(DATA RECORDS):
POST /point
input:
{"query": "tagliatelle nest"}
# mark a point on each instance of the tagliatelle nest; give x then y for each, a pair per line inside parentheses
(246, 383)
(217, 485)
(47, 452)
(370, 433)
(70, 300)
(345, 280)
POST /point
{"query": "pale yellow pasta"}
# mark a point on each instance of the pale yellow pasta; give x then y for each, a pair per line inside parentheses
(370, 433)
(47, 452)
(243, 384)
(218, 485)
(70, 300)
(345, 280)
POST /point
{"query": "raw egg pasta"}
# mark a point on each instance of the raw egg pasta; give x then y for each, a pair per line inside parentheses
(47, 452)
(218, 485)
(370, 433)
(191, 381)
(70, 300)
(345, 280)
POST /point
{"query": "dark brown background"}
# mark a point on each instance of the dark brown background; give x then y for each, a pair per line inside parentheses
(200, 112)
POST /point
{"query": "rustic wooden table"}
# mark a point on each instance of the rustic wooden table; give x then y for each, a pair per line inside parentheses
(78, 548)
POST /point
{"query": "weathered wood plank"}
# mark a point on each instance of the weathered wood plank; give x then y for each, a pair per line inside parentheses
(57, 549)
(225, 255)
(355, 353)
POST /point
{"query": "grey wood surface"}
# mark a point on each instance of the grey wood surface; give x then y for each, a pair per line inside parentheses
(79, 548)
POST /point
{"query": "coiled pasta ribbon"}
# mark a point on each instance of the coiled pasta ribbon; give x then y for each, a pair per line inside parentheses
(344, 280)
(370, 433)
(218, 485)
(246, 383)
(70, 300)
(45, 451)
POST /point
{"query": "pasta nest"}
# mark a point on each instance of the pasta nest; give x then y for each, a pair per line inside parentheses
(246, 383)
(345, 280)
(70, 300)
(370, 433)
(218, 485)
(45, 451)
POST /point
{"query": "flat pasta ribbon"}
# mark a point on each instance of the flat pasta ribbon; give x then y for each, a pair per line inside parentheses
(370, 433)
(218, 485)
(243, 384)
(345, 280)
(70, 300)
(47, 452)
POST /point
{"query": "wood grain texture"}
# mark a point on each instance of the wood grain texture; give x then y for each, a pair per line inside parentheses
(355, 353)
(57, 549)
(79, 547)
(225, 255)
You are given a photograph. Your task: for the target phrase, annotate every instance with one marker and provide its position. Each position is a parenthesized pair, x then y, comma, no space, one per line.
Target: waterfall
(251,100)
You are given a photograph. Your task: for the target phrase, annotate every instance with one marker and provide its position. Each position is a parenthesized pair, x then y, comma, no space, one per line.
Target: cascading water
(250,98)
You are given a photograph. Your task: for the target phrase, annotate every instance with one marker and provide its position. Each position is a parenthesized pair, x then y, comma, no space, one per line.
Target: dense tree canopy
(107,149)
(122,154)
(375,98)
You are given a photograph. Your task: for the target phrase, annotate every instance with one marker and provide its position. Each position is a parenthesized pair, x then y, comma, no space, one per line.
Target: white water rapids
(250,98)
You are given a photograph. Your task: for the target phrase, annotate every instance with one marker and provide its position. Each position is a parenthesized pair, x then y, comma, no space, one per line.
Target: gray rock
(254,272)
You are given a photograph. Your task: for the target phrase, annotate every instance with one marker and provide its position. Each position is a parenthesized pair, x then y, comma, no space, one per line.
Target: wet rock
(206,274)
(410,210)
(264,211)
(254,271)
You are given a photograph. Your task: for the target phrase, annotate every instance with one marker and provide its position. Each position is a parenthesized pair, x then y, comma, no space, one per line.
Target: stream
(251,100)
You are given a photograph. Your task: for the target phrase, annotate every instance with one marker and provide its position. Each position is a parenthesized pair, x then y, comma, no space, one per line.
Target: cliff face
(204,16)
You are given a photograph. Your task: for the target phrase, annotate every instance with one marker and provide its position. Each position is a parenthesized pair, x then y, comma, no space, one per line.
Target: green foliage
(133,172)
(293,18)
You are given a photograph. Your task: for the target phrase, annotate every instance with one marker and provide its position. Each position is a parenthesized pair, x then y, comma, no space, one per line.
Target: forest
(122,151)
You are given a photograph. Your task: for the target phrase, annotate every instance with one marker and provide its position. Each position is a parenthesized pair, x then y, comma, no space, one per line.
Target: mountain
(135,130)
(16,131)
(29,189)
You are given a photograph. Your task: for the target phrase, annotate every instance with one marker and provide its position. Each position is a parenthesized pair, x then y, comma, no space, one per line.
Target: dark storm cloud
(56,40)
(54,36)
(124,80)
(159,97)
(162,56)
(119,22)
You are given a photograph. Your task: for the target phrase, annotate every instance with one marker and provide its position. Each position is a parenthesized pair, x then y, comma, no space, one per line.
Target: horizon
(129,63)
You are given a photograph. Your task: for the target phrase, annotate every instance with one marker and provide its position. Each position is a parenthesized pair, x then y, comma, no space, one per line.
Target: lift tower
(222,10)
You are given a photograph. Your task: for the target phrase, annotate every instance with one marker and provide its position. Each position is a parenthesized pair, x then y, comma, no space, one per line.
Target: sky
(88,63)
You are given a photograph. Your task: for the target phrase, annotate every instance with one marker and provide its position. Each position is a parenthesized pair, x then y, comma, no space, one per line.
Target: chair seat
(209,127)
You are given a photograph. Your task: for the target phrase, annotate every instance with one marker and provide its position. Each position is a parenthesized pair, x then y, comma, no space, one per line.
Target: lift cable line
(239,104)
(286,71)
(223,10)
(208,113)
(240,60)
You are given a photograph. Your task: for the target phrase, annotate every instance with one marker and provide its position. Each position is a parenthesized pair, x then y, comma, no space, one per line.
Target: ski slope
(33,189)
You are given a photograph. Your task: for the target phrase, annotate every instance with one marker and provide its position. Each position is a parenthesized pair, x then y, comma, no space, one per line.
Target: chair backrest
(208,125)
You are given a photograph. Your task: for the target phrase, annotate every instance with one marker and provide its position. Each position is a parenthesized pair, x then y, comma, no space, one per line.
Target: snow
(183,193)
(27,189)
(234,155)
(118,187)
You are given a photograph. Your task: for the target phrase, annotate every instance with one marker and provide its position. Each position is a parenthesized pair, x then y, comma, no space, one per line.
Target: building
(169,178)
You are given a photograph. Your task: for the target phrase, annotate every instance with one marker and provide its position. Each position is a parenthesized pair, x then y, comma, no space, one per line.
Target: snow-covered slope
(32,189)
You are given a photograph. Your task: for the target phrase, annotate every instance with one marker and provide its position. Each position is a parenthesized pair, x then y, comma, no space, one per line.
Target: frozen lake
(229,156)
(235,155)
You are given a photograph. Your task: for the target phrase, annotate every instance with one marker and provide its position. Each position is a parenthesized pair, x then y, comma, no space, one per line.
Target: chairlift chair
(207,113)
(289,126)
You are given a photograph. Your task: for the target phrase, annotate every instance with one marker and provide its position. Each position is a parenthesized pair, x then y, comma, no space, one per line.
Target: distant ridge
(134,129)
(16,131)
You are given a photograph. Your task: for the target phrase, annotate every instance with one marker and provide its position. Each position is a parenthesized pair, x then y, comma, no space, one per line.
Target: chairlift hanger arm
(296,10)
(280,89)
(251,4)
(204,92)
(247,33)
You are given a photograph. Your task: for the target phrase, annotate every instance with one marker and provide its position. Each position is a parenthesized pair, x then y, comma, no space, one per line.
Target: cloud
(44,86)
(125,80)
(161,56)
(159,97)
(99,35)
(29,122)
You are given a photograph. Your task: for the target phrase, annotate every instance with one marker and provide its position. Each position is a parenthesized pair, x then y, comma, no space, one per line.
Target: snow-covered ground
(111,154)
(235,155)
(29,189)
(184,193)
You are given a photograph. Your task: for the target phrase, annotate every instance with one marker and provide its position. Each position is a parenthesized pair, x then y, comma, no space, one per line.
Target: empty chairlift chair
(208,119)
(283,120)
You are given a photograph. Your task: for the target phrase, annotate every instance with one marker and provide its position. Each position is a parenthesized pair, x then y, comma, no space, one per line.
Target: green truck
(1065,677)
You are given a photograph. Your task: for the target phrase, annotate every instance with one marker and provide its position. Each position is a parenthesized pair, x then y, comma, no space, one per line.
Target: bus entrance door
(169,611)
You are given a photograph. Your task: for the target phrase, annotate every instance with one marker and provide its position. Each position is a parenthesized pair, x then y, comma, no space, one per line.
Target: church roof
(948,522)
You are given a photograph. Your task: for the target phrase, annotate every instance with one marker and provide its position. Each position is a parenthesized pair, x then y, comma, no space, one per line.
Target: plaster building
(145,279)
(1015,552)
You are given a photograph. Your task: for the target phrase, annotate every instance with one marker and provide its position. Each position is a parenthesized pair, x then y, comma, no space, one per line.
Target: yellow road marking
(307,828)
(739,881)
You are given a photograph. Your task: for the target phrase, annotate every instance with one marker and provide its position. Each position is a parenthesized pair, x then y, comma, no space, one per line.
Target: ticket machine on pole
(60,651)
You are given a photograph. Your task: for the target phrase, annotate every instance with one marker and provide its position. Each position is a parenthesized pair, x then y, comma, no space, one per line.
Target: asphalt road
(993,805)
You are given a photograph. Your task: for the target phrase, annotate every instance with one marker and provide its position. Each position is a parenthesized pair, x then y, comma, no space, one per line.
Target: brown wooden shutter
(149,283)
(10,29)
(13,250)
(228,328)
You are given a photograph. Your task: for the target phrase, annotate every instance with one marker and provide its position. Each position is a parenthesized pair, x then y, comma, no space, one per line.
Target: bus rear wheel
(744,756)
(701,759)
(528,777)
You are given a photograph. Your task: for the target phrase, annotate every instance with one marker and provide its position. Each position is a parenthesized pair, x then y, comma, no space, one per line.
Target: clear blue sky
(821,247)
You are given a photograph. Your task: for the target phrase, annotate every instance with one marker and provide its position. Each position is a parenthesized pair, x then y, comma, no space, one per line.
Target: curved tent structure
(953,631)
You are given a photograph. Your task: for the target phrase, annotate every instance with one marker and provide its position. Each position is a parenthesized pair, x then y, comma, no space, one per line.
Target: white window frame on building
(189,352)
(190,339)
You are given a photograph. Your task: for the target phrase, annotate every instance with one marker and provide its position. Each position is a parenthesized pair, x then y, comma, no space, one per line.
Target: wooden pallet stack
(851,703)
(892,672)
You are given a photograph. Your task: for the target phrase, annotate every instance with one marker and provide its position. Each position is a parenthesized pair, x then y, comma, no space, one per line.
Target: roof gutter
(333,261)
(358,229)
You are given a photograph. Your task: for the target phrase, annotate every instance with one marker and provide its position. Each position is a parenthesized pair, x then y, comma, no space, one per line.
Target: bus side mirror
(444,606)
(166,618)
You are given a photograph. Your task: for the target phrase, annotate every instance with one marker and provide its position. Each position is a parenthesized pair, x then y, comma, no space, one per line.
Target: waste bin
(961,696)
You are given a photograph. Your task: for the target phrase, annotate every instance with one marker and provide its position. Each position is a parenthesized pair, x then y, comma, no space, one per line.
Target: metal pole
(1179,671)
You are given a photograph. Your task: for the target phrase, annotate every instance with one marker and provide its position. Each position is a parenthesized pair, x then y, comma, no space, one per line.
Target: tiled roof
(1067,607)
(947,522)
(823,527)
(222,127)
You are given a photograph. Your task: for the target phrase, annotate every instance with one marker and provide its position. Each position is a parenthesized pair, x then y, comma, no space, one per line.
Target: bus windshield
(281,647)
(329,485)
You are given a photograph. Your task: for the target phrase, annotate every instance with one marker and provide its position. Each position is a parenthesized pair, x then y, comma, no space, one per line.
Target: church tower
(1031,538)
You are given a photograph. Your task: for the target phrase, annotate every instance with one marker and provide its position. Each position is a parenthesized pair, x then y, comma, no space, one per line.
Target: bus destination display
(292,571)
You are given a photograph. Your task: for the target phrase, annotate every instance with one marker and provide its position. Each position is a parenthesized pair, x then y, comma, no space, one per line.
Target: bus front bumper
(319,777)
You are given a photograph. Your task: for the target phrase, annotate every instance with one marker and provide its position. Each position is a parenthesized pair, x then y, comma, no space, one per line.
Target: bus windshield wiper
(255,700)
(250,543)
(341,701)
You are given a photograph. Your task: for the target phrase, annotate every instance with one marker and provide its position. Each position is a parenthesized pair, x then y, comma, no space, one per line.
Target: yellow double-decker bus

(ACTIVITY): How many of the lines above include the string "query"? Only the number should be written.

(THE ANSWER): 11